Given instruction => Could you reproduce every row below, swapping "in this photo" for "in this picture" and changing nothing else? Omit the pictures.

Task input =>

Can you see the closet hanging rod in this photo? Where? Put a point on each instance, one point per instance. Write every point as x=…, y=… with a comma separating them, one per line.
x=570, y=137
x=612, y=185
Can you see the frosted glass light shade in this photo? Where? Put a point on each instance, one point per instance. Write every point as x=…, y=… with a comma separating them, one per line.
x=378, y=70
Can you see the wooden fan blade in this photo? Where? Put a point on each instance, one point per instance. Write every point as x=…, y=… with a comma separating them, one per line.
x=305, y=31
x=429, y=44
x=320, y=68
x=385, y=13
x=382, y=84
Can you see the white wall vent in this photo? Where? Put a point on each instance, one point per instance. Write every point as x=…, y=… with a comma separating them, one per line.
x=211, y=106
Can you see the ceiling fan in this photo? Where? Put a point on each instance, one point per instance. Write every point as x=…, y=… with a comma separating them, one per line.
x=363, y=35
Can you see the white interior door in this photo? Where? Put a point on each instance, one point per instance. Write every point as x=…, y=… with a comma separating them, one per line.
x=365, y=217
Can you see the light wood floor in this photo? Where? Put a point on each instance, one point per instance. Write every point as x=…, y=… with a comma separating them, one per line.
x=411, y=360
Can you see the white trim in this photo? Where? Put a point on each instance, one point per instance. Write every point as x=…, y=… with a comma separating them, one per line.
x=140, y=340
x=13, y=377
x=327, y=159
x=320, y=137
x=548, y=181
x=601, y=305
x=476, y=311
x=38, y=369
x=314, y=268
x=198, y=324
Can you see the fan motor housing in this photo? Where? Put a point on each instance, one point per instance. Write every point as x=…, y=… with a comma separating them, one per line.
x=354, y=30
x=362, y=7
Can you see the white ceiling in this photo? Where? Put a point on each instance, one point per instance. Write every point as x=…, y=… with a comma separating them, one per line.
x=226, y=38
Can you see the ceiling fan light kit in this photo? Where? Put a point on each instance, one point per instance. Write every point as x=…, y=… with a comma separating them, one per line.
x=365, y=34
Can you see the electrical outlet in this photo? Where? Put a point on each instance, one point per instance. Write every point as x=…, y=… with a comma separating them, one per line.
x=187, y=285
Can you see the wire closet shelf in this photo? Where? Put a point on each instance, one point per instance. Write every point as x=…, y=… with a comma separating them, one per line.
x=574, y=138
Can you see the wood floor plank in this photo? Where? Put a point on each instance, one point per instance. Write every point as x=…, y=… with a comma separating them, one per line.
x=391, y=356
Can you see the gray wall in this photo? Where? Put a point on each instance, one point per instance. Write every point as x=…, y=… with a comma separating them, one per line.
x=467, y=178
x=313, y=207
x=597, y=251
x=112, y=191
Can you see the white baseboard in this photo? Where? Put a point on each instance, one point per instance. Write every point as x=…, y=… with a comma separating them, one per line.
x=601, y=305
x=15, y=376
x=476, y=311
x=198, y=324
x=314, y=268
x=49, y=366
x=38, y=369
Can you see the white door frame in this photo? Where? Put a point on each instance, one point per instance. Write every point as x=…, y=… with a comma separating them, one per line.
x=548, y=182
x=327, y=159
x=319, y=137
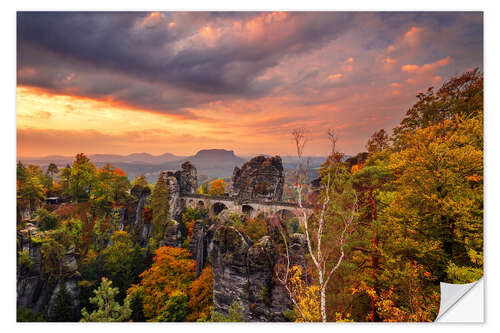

Result of the task =>
Can you see the closet hanging rod in this picture? Where? Put a point on each instance, one point per instance. Write every point as x=…, y=… with a comma separating them, one per line.
x=570, y=137
x=612, y=185
Can you see the frosted glass light shade in this picture? Where? Put a point on each instance, one point per instance. Write every point as x=…, y=… with a comma separating them, one per line.
x=378, y=70
Can you see the wooden fan blade in this picture? Where? Put a point on each instance, one point per instance. Write every point as x=…, y=… with a comma separating them, one per line.
x=305, y=31
x=429, y=44
x=320, y=68
x=385, y=13
x=382, y=84
Can you see the white wall vent in this picture? Where? Put a point on each instance, one point per instance. Write every point as x=…, y=… with a comma separating them, one per line.
x=211, y=106
Can you see the ceiling fan in this picture? Where? Put a point on each instance, one point per instance. Write every point as x=…, y=… with a comma separating them, one per line.
x=363, y=35
Can you see the white interior door in this picture? Where? Put a point on each instance, one point per instance. Write every point as x=…, y=… with a comma separating them, one per line.
x=365, y=217
Can you see the light wood floor in this picture? Where? Put a point on each instance, one point per instance. Write every point as x=…, y=… with a comma separating them, one per line.
x=411, y=360
Can you see the white trim in this picture? Where? Put a point on each instance, one point per instance. Write every point as x=…, y=… with a comma separating them, one per line.
x=140, y=340
x=13, y=377
x=327, y=159
x=320, y=137
x=548, y=181
x=601, y=305
x=476, y=311
x=38, y=369
x=314, y=268
x=198, y=324
Can you see the fan motor housing in this picture? Where? Put a point on each instance, one point per instance. Write every point as x=…, y=… with a comma separating them, one per line.
x=354, y=30
x=362, y=7
Can you see the white ceiling in this picture? Where? Put a point on each instance, one point per instance. Write every point as x=…, y=… with a comma separating them, one per line.
x=226, y=38
Can you see the ceiling fan light kit in this picture? Where? Put a point on each instance, one point per instance. Write every point as x=…, y=… with a comma separating them, one per line.
x=365, y=34
Can you see the electrical outlet in this picture? Where? Put a point on each instance, one point per instance. Write every point as x=…, y=… with a comma separating them, one per line.
x=187, y=285
Can you see the wire closet shelf in this picture? Where? Put a point on each instance, one point per instance. Write every point as x=…, y=… with a comma separating them, one per line.
x=574, y=138
Can you see the wood floor plank in this picture? Where? Put a point on each instance, one point per instance. Write every point as x=…, y=… with a comma separating them, one per line.
x=391, y=356
Can you see the gray wall in this picture? Where? Put a point on each instance, one point per instance. Write every point as x=…, y=… with a comma separating them, one per line.
x=467, y=178
x=313, y=207
x=597, y=251
x=112, y=191
Can you see the white baseboard in this picture? Where? Put a point on each instance, one point per instance. Write every point as x=…, y=… with a comma separating them, one per line.
x=601, y=305
x=15, y=376
x=476, y=311
x=198, y=324
x=314, y=268
x=49, y=366
x=38, y=369
Can you see the white door frame in this picture? Where? Put a point on each instance, one point per instance. Write every point as x=…, y=… with a comma separating them, one per line.
x=548, y=182
x=327, y=159
x=319, y=137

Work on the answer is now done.